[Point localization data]
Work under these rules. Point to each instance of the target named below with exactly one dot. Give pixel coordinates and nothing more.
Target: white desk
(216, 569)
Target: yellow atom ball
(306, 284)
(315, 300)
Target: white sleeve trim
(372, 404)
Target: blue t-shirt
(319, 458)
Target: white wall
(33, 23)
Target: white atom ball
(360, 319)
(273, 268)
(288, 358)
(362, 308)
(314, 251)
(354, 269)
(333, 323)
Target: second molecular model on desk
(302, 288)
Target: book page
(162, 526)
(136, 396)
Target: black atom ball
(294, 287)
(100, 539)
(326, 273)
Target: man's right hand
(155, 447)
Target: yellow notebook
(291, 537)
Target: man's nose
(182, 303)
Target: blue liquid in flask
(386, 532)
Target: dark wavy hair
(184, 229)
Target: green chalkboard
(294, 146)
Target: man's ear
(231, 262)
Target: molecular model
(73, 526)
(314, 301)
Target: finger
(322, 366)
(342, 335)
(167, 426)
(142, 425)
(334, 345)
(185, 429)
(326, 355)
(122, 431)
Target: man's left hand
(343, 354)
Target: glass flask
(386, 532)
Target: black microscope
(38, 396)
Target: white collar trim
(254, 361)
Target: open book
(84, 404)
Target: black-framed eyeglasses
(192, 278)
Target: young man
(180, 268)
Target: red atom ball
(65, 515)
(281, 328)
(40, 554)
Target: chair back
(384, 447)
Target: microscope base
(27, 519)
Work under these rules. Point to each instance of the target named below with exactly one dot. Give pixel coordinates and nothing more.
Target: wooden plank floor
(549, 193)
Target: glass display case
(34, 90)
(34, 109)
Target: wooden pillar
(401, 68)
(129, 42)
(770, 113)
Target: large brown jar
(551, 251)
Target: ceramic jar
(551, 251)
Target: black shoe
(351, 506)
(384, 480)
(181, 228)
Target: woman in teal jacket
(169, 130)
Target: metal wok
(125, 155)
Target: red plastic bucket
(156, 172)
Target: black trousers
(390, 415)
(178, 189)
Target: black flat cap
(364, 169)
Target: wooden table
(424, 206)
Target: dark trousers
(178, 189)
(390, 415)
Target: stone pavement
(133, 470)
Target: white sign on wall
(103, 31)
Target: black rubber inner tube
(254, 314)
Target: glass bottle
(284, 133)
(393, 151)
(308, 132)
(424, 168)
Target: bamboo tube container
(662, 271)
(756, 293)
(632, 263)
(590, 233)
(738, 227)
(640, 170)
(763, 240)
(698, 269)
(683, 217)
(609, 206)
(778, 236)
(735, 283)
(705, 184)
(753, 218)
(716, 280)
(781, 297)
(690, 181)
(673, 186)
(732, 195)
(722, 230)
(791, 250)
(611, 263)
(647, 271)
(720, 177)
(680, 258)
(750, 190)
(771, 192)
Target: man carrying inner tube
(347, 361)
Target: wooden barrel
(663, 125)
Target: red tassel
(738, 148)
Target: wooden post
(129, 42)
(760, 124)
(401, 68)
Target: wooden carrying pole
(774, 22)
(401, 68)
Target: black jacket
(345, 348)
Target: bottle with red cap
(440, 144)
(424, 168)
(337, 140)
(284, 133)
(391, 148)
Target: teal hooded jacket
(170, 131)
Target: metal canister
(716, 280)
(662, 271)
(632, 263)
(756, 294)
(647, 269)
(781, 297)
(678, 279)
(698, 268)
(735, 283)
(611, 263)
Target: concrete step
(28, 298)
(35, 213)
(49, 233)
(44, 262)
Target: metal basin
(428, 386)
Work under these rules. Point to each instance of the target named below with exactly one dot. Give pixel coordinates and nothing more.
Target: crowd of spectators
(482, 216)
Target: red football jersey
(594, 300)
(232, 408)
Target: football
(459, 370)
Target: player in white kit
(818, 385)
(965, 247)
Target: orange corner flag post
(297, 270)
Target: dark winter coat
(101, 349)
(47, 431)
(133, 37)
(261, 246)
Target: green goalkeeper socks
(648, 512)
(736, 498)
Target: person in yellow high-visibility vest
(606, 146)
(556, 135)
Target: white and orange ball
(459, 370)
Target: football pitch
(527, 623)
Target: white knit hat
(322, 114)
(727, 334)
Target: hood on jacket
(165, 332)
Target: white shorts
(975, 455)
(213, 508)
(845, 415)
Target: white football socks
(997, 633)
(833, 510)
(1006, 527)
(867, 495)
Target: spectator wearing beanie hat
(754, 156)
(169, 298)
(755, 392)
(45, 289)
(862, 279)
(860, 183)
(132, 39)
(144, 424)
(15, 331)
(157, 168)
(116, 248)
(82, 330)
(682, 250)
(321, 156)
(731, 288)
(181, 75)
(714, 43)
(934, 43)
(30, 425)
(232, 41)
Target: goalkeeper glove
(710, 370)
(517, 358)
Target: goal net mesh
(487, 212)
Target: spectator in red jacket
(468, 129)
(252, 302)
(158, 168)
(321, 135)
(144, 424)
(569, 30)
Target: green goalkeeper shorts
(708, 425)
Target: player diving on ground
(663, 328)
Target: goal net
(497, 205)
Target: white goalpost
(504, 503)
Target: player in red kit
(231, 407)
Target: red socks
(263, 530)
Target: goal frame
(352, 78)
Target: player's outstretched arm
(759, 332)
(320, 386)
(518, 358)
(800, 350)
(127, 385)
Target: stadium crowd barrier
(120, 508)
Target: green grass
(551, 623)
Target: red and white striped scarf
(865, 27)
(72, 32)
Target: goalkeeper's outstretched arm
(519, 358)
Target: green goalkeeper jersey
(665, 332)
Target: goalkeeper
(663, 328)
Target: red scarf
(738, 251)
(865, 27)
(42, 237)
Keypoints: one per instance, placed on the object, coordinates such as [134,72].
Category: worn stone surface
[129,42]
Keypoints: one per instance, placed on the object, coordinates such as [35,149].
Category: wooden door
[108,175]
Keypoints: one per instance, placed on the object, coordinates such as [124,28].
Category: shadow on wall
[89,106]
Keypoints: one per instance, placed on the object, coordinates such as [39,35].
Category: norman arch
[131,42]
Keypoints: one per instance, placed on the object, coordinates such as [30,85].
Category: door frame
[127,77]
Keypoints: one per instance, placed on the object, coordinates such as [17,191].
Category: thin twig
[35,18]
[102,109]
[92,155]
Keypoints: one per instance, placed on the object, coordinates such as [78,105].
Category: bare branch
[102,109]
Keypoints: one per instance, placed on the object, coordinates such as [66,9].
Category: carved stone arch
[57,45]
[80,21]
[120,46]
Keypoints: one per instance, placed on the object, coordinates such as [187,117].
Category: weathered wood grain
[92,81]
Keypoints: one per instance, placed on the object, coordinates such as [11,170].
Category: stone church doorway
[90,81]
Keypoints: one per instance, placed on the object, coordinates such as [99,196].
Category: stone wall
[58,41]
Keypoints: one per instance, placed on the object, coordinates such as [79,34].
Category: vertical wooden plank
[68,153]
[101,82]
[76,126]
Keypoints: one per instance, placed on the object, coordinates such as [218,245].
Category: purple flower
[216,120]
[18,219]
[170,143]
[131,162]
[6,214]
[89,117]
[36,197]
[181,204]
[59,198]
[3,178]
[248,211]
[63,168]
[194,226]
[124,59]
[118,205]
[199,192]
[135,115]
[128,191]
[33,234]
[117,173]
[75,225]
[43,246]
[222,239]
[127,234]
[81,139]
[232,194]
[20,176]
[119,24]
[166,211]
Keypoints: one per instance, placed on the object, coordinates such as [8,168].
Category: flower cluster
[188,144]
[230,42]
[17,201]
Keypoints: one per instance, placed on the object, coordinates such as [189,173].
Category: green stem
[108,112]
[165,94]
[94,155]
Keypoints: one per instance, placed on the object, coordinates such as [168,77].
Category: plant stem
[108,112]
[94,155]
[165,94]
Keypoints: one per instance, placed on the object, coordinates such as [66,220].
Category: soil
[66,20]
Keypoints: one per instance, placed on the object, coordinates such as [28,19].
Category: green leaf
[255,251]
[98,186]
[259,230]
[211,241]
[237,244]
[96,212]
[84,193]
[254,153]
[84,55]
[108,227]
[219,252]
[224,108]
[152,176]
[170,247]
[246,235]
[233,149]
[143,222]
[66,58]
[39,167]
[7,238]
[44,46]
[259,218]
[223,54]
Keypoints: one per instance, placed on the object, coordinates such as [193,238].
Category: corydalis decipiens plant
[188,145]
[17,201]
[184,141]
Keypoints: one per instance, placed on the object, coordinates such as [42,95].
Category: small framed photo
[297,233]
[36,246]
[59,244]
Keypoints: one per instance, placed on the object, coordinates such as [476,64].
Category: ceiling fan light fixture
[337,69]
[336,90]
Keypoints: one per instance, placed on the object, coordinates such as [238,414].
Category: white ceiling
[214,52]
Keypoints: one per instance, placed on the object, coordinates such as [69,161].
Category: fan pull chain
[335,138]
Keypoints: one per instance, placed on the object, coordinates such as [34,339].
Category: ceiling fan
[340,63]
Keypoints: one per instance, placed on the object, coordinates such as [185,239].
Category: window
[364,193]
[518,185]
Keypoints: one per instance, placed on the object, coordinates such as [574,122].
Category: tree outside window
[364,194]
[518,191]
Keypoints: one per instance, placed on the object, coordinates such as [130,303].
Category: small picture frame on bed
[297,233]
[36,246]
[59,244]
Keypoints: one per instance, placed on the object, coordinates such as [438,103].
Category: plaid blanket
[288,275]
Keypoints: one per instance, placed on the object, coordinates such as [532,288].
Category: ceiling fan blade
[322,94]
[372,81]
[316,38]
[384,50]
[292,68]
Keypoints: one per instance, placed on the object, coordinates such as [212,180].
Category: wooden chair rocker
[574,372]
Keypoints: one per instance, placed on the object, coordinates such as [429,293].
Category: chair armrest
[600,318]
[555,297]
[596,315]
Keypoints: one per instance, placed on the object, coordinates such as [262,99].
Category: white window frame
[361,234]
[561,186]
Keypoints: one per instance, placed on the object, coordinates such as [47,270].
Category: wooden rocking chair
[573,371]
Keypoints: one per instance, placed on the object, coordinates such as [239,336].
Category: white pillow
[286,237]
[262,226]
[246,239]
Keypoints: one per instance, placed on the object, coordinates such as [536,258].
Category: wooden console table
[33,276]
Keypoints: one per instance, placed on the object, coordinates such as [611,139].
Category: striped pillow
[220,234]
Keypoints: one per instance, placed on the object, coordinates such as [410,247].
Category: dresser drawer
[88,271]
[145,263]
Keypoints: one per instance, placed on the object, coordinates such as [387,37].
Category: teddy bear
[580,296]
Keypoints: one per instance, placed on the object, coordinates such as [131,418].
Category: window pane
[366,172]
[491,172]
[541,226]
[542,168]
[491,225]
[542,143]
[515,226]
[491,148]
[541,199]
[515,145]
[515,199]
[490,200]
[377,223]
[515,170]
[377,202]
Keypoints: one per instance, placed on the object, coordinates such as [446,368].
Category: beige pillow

Exercise description:
Looking at the records above, return exactly the lines from the line with "Target: green grass" to the line with "such as [35,149].", both ends included.

Answer to the problem:
Target: green grass
(551, 623)
Target: red and white striped scarf
(865, 27)
(72, 32)
Target: goalkeeper's outstretched arm
(519, 358)
Target: green goalkeeper jersey
(665, 332)
Target: goalkeeper
(663, 328)
Target: red scarf
(738, 251)
(865, 27)
(42, 237)
Keypoints: one per instance, placed on the object, coordinates such as [134,72].
Category: worn stone surface
[129,42]
Keypoints: one per instance, placed on the object, coordinates such as [35,149].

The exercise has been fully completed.